------ Raw data ------

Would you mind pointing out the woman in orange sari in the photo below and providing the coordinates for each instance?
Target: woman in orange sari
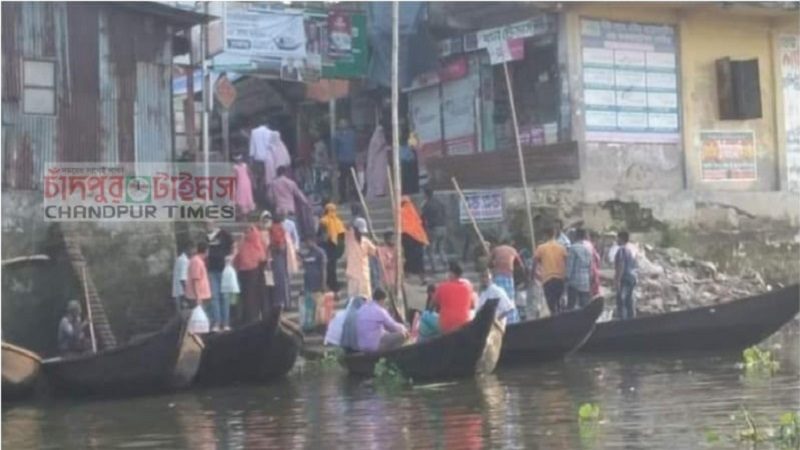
(414, 238)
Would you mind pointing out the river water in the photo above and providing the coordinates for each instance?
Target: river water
(664, 402)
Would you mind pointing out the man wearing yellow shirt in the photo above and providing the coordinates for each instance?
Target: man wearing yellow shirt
(549, 264)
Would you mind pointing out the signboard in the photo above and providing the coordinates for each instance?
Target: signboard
(630, 82)
(486, 206)
(458, 114)
(790, 80)
(225, 92)
(258, 32)
(728, 155)
(339, 38)
(426, 119)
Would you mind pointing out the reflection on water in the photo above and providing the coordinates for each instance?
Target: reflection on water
(645, 403)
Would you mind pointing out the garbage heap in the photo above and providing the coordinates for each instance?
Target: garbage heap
(671, 280)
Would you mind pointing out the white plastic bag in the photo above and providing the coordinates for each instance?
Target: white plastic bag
(198, 322)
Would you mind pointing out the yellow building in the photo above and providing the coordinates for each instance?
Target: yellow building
(630, 42)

------

» **Exercise details**
Can you rewrite all the items above, changing each "coordinates" to "pixel positions" and keeping everything else the same, with the pictures omitted?

» **Completed task**
Would you mind pointing out the woman in orange sari in the photo below and providing the pixel positions for each instance?
Target: woman in orange sari
(414, 238)
Would you mind pointing out the river water in the photo above and providing the pixel positions for each instance?
Target: river water
(664, 402)
Would you mind pointing out the man wearing yellow shirt in the photo above and providing the pixel positions for each instance?
Target: man wearing yellow shirt
(549, 264)
Would you mind pointing out the signboard in the photo above and providing the pixel positions for each instance?
Target: signboard
(630, 82)
(486, 206)
(458, 114)
(790, 80)
(225, 92)
(258, 32)
(728, 155)
(339, 38)
(426, 119)
Would you mind pointing out the reflection on water in the photo above and providing the pixel positions for each instance?
Target: reflection on water
(645, 403)
Would you mind pointing out the garbage heap in the photo above and providing the pixel positions for each instance?
Target: garbage heap
(671, 280)
Would you mind pointing out the white plastic bag in the photo above and providing the pixel positions for each instance?
Target: white plastic bag
(198, 322)
Would you mind pointing out the yellow building in the photo above and providing the pixel positions for each instance?
Target: yellow building
(630, 42)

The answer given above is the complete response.